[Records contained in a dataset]

◆ ◆ ◆ ◆ ◆ ◆ ◆

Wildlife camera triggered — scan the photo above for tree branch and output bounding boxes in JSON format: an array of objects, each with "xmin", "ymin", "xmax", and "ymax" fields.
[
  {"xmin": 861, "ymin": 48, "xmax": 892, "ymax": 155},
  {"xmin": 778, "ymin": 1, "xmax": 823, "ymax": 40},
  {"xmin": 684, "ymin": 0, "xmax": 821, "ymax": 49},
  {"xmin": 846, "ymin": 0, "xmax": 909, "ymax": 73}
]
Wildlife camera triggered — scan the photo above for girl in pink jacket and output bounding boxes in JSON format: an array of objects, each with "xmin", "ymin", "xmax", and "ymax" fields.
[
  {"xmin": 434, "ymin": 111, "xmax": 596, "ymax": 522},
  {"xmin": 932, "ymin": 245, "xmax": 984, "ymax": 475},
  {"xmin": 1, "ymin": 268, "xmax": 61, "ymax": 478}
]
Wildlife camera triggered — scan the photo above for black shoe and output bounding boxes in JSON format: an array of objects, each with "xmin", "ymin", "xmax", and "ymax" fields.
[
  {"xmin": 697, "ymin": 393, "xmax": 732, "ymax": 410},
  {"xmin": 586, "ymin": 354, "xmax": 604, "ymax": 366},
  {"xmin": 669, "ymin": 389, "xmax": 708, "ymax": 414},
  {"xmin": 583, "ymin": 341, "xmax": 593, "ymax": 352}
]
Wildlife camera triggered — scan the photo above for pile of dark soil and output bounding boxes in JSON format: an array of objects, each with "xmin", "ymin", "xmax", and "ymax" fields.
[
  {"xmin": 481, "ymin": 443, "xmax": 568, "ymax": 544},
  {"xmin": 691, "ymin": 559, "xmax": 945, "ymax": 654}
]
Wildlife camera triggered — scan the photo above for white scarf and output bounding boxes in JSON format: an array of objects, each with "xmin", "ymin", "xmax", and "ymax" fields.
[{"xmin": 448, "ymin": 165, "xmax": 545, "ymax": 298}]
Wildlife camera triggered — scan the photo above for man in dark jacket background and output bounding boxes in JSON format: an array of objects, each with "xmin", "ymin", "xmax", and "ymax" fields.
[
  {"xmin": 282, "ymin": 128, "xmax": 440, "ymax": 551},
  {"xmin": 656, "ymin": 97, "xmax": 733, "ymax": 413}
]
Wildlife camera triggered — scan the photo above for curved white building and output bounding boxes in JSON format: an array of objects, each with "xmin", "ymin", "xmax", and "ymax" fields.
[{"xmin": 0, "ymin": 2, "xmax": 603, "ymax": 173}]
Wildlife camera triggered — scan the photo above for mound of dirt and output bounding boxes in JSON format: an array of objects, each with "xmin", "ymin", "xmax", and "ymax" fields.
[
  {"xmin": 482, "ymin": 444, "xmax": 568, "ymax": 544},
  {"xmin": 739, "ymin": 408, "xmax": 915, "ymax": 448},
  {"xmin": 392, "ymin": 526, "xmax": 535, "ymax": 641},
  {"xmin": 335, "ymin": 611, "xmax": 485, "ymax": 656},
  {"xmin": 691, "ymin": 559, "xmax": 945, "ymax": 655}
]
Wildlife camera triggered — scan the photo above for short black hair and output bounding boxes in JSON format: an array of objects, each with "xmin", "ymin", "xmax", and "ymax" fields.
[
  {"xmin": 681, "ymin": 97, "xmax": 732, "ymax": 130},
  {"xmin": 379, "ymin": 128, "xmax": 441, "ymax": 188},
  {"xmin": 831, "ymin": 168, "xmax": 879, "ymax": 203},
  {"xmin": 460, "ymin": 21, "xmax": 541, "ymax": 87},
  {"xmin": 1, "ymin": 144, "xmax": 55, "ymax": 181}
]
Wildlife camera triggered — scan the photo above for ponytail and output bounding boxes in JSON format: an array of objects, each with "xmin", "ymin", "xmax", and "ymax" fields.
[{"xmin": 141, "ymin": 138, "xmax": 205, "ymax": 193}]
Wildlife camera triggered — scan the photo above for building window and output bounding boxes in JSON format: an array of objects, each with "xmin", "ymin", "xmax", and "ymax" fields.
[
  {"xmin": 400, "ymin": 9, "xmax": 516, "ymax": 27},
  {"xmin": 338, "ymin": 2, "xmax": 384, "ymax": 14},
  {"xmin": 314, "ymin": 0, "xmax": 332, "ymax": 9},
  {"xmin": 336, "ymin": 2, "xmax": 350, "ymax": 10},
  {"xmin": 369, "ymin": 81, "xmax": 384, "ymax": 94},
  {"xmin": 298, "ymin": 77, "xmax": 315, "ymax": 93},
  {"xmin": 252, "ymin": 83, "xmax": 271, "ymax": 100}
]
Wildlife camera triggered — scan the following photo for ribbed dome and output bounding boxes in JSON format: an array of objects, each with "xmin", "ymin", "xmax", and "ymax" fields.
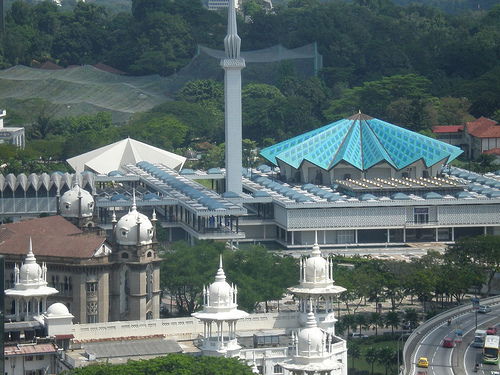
[
  {"xmin": 297, "ymin": 308, "xmax": 324, "ymax": 357},
  {"xmin": 209, "ymin": 259, "xmax": 232, "ymax": 307},
  {"xmin": 305, "ymin": 243, "xmax": 327, "ymax": 283},
  {"xmin": 60, "ymin": 183, "xmax": 94, "ymax": 218},
  {"xmin": 46, "ymin": 302, "xmax": 70, "ymax": 316},
  {"xmin": 115, "ymin": 197, "xmax": 153, "ymax": 246},
  {"xmin": 20, "ymin": 242, "xmax": 43, "ymax": 284}
]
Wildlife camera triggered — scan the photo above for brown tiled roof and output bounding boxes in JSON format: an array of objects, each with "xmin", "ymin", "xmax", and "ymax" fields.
[
  {"xmin": 0, "ymin": 216, "xmax": 83, "ymax": 237},
  {"xmin": 484, "ymin": 148, "xmax": 500, "ymax": 155},
  {"xmin": 93, "ymin": 62, "xmax": 126, "ymax": 75},
  {"xmin": 5, "ymin": 343, "xmax": 57, "ymax": 356},
  {"xmin": 466, "ymin": 117, "xmax": 500, "ymax": 138},
  {"xmin": 0, "ymin": 216, "xmax": 107, "ymax": 260},
  {"xmin": 432, "ymin": 125, "xmax": 464, "ymax": 133}
]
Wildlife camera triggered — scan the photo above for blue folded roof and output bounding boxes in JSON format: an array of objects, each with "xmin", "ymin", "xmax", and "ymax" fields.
[{"xmin": 260, "ymin": 113, "xmax": 463, "ymax": 172}]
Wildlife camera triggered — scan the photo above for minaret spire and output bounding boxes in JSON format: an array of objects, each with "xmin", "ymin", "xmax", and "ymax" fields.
[
  {"xmin": 221, "ymin": 0, "xmax": 245, "ymax": 195},
  {"xmin": 224, "ymin": 0, "xmax": 241, "ymax": 59}
]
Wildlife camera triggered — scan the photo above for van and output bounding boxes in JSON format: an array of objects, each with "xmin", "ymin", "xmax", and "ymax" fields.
[{"xmin": 474, "ymin": 329, "xmax": 487, "ymax": 348}]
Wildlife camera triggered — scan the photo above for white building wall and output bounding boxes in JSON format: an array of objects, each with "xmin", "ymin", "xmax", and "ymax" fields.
[{"xmin": 71, "ymin": 311, "xmax": 301, "ymax": 341}]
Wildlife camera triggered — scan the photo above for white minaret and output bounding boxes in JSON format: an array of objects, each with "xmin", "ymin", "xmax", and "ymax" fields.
[{"xmin": 222, "ymin": 0, "xmax": 245, "ymax": 194}]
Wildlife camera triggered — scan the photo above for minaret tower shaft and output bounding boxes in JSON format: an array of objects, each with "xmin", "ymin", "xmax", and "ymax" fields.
[{"xmin": 222, "ymin": 0, "xmax": 245, "ymax": 194}]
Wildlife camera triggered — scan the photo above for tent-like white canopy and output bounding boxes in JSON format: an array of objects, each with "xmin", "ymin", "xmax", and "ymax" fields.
[{"xmin": 67, "ymin": 138, "xmax": 186, "ymax": 175}]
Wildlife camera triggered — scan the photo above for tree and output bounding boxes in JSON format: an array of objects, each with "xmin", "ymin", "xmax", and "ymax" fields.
[
  {"xmin": 65, "ymin": 353, "xmax": 254, "ymax": 374},
  {"xmin": 377, "ymin": 346, "xmax": 397, "ymax": 375},
  {"xmin": 161, "ymin": 241, "xmax": 224, "ymax": 316},
  {"xmin": 365, "ymin": 347, "xmax": 379, "ymax": 375},
  {"xmin": 348, "ymin": 341, "xmax": 362, "ymax": 372},
  {"xmin": 175, "ymin": 79, "xmax": 224, "ymax": 110},
  {"xmin": 384, "ymin": 310, "xmax": 401, "ymax": 334},
  {"xmin": 369, "ymin": 312, "xmax": 383, "ymax": 335}
]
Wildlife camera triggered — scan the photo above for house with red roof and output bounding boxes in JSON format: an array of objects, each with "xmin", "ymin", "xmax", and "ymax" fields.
[
  {"xmin": 432, "ymin": 125, "xmax": 464, "ymax": 147},
  {"xmin": 465, "ymin": 117, "xmax": 500, "ymax": 159}
]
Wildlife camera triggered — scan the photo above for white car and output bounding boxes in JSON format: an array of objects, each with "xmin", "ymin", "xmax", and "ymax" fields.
[
  {"xmin": 348, "ymin": 333, "xmax": 368, "ymax": 339},
  {"xmin": 478, "ymin": 305, "xmax": 492, "ymax": 313}
]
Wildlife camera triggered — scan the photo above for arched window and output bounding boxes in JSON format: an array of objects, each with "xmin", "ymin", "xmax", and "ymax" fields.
[
  {"xmin": 121, "ymin": 252, "xmax": 129, "ymax": 259},
  {"xmin": 273, "ymin": 364, "xmax": 283, "ymax": 374}
]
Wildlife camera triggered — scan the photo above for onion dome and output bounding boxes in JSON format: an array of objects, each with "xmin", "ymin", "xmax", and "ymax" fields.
[
  {"xmin": 60, "ymin": 181, "xmax": 94, "ymax": 218},
  {"xmin": 115, "ymin": 194, "xmax": 153, "ymax": 246},
  {"xmin": 297, "ymin": 306, "xmax": 325, "ymax": 357},
  {"xmin": 20, "ymin": 238, "xmax": 45, "ymax": 285},
  {"xmin": 208, "ymin": 256, "xmax": 233, "ymax": 309},
  {"xmin": 305, "ymin": 243, "xmax": 327, "ymax": 283}
]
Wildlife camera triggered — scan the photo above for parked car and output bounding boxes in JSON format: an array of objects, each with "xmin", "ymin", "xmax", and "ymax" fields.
[
  {"xmin": 443, "ymin": 338, "xmax": 454, "ymax": 348},
  {"xmin": 478, "ymin": 305, "xmax": 492, "ymax": 313},
  {"xmin": 487, "ymin": 326, "xmax": 498, "ymax": 335},
  {"xmin": 418, "ymin": 357, "xmax": 429, "ymax": 368},
  {"xmin": 402, "ymin": 321, "xmax": 418, "ymax": 330},
  {"xmin": 348, "ymin": 332, "xmax": 368, "ymax": 339}
]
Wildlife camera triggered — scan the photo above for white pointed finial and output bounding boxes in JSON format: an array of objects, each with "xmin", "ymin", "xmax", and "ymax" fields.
[
  {"xmin": 132, "ymin": 188, "xmax": 137, "ymax": 211},
  {"xmin": 224, "ymin": 0, "xmax": 241, "ymax": 59}
]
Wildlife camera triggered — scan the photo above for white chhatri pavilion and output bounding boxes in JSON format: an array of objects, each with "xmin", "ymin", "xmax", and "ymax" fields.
[
  {"xmin": 192, "ymin": 255, "xmax": 248, "ymax": 357},
  {"xmin": 288, "ymin": 232, "xmax": 346, "ymax": 334},
  {"xmin": 281, "ymin": 301, "xmax": 345, "ymax": 375},
  {"xmin": 5, "ymin": 238, "xmax": 59, "ymax": 321}
]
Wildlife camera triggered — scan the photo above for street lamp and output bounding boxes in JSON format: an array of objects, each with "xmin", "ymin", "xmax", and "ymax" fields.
[{"xmin": 397, "ymin": 333, "xmax": 409, "ymax": 375}]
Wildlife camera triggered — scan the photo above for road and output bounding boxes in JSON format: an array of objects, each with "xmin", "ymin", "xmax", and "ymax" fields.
[{"xmin": 411, "ymin": 305, "xmax": 500, "ymax": 375}]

◆ ◆ ◆ ◆ ◆ ◆ ◆

• [Work instructions] Restate, word for word, the final stretch of the entries above: the line containing "Wildlife camera triggered — scan the photo above for road" and every line after it, up to and including the last.

• [Answer to the exercise]
Wildlife camera triggered — scan the photo above for road and output bounding boxes in JSON format: an array of objects, each with "xmin", "ymin", "xmax", and "ymax" fields.
[{"xmin": 411, "ymin": 305, "xmax": 500, "ymax": 375}]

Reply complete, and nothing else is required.